Выбранный текст »
———

Давая общее определение права собственности, мы писали в нашей работе: "В правовом опосредствовании этого общественно-производственного отношения (отношения собственности. - А.В.) должны найти выражение оба элемента каждого правового отношения как волевого отношения в котором отражается экономическое отношение: и элемент воли, т. е. признанной правопорядком за собственником власти, и элемент интереса (интереса класса, группы, отдельного лица)"[1262]. И это положение вызывает решительные возражения со стороны Я.Ф. Миколенко.

———

Фрагмент набора данных »
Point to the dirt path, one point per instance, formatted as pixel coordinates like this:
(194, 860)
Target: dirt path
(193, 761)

———

Задания »
1 - Перескажите короче абзац текста о праве собственности, который начинается словами «Давая общее определение права собственности». Сохраните его основные факты.
2 - Кто, согласно тексту о праве собственности, решительно возражает против приведенного в нем положения?
3 - Подхватите, пожалуйста, текст о праве собственности и продолжите его после последнего предложения.

Результаты выполнения »
1 - В общем определении права собственности утверждалось, что правовое опосредствование отношения собственности должно выражать оба элемента правового отношения. Первый из них — элемент воли, то есть признанной правопорядком власти собственника. Второй — элемент интереса класса, группы или отдельного лица. Это положение встречает решительные возражения со стороны Я.Ф. Миколенко.

2 - Я.Ф. Миколенко.

3 -
Приведя его, Я.Ф. Миколенко заявляет: "Как известно, во-первых, Маркс ни в коей мере не отождествлял волю и власть, как это делают идеалисты; во-вторых, Маркс нигде не говорит, что интерес является элементом правоотношения". По поводу же нашего дальнейшего утверждения: "Поскольку содержание юридического (волевого) отношения определяется самим экономическим отношением, примат принадлежит интересу, а не воле..." и нашей ссылки на соответствующие высказывания Маркса в т. I и III "Капитала" Я.Ф. Миколенко пишет: "Вы сравниваете и, конечно, ни слова о примате интереса над волей, как элемента правоотношения, у Маркса не находите"[1263].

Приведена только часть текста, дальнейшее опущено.